§ INPUT DATA:
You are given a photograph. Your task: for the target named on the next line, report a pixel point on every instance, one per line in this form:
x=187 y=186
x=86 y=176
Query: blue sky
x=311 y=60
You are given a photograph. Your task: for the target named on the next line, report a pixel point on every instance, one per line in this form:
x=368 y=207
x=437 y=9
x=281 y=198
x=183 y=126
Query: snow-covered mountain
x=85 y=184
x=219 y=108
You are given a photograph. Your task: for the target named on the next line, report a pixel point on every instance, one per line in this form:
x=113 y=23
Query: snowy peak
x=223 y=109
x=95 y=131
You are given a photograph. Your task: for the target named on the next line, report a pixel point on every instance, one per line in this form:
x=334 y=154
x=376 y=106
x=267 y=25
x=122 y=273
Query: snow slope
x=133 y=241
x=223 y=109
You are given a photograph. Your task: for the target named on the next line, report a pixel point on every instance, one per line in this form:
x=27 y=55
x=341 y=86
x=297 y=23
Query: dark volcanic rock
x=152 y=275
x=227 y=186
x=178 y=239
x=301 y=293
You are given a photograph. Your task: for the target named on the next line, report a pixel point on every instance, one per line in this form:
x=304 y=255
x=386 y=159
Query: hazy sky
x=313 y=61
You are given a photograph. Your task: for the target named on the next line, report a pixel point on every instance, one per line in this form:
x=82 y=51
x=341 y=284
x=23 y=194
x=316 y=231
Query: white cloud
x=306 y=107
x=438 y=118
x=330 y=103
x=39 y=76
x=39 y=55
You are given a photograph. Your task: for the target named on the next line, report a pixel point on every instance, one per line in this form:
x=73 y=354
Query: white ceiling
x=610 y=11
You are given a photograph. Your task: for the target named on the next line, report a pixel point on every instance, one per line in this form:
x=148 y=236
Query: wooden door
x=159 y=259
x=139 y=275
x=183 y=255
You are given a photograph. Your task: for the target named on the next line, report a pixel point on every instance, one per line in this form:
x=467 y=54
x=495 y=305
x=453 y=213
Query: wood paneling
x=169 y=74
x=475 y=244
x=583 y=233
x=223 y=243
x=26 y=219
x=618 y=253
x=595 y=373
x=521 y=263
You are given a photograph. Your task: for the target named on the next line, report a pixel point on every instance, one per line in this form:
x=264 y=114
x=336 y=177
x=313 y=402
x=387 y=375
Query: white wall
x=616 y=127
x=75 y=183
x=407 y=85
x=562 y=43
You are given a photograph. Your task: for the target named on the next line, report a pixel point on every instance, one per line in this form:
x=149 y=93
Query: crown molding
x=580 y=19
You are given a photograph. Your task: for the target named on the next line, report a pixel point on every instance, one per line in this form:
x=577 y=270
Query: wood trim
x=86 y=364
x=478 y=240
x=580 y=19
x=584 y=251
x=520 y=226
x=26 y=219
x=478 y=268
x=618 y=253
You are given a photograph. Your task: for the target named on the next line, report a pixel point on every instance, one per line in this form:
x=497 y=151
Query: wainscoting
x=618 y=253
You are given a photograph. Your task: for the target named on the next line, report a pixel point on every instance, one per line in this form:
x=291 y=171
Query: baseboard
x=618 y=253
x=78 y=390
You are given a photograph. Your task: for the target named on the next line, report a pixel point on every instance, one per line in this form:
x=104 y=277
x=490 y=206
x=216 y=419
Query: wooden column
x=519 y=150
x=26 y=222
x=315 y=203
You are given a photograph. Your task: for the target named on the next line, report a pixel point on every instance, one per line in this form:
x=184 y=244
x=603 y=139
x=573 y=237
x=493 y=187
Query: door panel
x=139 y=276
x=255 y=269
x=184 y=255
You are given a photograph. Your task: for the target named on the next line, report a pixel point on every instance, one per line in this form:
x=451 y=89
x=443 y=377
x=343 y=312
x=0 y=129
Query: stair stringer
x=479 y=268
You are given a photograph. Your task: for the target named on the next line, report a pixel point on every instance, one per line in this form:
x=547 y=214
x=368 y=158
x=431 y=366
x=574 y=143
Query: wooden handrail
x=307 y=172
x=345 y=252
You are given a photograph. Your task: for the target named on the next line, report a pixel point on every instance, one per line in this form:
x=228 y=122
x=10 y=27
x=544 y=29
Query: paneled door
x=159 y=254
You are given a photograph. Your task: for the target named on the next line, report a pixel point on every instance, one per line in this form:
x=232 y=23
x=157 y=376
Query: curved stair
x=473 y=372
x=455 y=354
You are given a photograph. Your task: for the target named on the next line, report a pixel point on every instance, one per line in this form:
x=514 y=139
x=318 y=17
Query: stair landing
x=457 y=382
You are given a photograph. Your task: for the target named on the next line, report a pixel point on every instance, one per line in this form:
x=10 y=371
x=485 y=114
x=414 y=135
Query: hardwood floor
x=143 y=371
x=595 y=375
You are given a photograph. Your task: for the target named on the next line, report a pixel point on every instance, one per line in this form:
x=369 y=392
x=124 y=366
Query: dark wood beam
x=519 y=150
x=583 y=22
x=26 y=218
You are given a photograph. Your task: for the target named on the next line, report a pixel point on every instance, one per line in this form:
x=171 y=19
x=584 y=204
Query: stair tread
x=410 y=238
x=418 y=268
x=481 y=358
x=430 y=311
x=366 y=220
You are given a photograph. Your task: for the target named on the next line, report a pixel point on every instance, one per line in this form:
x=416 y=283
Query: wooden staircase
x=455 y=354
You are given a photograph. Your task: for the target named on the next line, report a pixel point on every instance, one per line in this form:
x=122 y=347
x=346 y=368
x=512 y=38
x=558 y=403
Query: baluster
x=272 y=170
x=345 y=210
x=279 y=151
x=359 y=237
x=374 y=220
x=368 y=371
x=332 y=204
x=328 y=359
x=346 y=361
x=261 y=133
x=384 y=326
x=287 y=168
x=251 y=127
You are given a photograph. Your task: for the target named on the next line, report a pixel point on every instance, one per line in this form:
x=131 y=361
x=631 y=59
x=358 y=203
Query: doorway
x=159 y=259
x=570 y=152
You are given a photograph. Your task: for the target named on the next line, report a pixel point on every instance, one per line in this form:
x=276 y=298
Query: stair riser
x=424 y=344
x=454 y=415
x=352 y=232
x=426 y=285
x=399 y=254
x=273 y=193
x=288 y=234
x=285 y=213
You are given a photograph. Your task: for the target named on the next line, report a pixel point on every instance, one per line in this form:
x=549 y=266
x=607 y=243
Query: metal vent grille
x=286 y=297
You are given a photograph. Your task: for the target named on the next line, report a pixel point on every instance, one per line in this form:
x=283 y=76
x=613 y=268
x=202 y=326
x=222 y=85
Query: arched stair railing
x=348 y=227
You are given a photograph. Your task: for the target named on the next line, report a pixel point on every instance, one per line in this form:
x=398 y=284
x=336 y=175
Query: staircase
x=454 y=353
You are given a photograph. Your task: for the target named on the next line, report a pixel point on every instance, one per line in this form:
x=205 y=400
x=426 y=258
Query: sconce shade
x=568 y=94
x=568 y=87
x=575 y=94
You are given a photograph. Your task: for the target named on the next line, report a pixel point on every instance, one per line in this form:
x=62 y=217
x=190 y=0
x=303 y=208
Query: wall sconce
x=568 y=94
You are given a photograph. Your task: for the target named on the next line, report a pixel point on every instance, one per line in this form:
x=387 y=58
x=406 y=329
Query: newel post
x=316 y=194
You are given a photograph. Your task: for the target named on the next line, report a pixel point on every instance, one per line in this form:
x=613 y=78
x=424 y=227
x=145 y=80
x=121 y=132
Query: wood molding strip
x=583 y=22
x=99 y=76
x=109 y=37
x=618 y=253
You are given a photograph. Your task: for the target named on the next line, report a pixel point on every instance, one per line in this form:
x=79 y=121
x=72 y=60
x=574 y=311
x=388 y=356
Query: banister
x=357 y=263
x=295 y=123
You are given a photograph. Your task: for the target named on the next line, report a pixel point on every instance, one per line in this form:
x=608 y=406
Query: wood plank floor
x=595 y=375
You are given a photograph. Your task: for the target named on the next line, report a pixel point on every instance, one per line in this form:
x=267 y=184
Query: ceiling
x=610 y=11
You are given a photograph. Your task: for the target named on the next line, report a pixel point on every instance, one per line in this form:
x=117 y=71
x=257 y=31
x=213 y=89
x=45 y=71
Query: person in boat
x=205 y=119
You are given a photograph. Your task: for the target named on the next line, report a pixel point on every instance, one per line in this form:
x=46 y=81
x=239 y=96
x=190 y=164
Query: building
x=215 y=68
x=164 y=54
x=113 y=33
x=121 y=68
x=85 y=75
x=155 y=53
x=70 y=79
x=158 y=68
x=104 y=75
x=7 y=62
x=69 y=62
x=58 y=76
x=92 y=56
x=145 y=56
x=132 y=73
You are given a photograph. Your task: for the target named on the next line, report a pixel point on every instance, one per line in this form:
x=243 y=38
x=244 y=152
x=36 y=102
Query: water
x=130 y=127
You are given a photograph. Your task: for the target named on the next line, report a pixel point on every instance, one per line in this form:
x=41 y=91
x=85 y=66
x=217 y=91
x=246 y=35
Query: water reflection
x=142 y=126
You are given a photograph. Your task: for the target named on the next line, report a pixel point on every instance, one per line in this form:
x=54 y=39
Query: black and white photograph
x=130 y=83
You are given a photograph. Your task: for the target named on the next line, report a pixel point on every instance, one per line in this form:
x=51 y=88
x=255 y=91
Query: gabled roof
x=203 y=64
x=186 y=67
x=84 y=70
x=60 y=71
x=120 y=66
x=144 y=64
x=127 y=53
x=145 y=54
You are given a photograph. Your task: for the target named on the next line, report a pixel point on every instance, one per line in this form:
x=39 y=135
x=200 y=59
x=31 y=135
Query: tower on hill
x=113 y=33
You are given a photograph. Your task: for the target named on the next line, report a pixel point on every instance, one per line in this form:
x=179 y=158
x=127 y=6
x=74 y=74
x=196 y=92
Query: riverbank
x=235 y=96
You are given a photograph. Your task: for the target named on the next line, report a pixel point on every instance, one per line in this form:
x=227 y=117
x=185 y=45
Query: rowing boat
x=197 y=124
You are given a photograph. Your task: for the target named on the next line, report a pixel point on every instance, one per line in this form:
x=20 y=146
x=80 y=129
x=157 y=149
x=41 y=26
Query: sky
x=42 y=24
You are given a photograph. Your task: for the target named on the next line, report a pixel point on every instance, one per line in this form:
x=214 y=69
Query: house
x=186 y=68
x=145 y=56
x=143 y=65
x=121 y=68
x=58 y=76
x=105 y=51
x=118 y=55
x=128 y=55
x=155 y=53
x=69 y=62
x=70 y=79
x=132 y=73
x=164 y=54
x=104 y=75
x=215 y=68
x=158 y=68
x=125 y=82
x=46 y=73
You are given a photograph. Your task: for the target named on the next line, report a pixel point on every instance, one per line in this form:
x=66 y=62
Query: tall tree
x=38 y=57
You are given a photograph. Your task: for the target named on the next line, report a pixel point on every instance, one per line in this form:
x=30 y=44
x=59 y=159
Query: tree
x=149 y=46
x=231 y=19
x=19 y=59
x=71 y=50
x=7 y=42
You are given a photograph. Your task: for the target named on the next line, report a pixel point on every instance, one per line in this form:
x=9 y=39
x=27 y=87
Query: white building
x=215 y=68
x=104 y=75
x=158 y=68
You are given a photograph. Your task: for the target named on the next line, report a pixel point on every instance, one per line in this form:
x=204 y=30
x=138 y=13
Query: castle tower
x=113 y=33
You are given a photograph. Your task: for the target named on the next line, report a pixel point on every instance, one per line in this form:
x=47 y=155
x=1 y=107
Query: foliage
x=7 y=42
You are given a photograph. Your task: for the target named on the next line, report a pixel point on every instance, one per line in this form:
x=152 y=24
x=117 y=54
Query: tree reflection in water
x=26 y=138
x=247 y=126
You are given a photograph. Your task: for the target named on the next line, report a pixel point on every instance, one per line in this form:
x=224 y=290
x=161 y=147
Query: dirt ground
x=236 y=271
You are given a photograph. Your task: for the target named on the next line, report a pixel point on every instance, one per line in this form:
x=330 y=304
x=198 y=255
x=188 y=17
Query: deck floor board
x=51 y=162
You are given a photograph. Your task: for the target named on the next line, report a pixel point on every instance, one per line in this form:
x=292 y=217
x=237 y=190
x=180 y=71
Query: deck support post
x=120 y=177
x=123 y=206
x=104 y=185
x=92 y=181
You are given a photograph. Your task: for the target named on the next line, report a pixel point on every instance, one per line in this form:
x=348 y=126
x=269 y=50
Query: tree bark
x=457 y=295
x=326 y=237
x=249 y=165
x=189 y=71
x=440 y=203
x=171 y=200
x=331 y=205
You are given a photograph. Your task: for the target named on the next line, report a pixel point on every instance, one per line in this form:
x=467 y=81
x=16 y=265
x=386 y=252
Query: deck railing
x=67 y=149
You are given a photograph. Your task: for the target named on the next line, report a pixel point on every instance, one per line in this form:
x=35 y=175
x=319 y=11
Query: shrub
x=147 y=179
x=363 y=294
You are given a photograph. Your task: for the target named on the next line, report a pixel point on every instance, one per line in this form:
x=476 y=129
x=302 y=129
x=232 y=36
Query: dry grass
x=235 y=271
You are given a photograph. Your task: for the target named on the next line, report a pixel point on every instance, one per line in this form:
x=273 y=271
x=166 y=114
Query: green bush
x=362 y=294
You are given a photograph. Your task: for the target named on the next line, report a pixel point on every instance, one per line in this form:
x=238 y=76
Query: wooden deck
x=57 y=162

§ WRITTEN TASK:
List each line of the items above that contains the word "deck". Case counts.

§ FINISHED ANSWER:
Query: deck floor board
Query: deck support post
Query: deck railing
Query: wooden deck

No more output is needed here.